* [Task inputs]
——

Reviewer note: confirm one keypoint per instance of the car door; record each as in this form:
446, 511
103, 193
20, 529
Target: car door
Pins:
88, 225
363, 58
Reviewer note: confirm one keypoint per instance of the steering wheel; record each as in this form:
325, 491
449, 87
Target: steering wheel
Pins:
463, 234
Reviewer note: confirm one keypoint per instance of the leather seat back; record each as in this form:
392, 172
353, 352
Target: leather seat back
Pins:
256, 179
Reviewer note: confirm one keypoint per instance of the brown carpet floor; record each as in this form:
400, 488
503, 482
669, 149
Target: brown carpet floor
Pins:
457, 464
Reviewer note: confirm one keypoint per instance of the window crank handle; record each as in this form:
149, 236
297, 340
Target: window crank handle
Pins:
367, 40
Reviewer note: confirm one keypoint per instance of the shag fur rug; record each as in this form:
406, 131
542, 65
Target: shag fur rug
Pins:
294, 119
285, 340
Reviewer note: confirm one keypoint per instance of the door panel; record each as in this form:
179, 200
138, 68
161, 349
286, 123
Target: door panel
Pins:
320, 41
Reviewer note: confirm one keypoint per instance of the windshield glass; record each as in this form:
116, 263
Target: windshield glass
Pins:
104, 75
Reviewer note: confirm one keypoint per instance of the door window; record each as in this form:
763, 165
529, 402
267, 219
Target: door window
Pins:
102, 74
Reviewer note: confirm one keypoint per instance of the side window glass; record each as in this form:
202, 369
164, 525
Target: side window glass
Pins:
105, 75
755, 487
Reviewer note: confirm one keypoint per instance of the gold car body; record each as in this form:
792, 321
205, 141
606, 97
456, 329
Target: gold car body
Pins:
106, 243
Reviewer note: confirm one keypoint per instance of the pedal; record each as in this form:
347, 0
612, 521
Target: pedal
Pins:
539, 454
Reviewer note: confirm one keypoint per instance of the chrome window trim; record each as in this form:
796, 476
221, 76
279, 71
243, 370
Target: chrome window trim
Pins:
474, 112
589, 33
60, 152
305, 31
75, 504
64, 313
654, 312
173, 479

——

* [Problem to work on] Reproduce all of the material above line for line, with no changes.

* [Solved exercise]
Reviewer note: confirm one keypoint per instance of the car door; record each as in this form:
446, 511
103, 193
20, 529
Target: car door
Pins:
88, 225
363, 58
Reviewer note: confirm one keypoint per instance of the steering wheel; record each as in this form:
325, 491
449, 87
Target: steering wheel
Pins:
463, 234
Reviewer note: confirm one keypoint per instance of the leather seat back; record each as in this form:
392, 172
353, 352
Target: leather seat back
Pins:
256, 179
Reviewer note: confirm one keypoint per instance of the brown carpet floor; record each as in this form:
400, 488
503, 482
669, 149
Target: brown carpet floor
Pins:
457, 464
Reviewer note: confirm one keypoint per instance of the window crank handle; record each as in this form:
149, 236
297, 340
Target: window crank handle
Pins:
367, 40
Reviewer note: confirm one keypoint per instance of the shag fur rug; record each as in this form:
406, 131
542, 65
Target: shag fur rug
Pins:
294, 119
285, 340
Reviewer note: confirm one keypoint per instance of the door panel; record each as in this form:
179, 200
138, 68
161, 349
286, 123
Target: door panel
Pins:
320, 41
Reviewer note: confirm one keypoint per instance of the windshield glass; record each as in this form:
116, 263
Target: windshield glass
Pins:
104, 75
Reviewer note: confirm one keypoint per instance of the door window; record each as in this form:
763, 165
529, 402
267, 219
Target: door window
Pins:
102, 74
Reviewer note: confirm one keypoint per instance of the side window glass; record each as in this form:
202, 369
164, 525
Target: side window glass
Pins:
105, 75
755, 487
Reviewer note: confirm one keypoint per instance of the gold car body; record each as in this form:
792, 321
205, 141
606, 97
456, 329
Target: gold car body
Pins:
106, 243
Reviewer note: confirm one keypoint per instance of the pedal; record each as in this form:
347, 0
612, 521
Target: pedal
Pins:
539, 454
Reviewer note: confirm one keypoint per instance of the chrome window trim; record each as in this form:
796, 476
221, 76
279, 71
243, 370
Target: chrome window trim
Pins:
474, 112
589, 33
60, 152
305, 31
75, 504
64, 313
654, 312
173, 479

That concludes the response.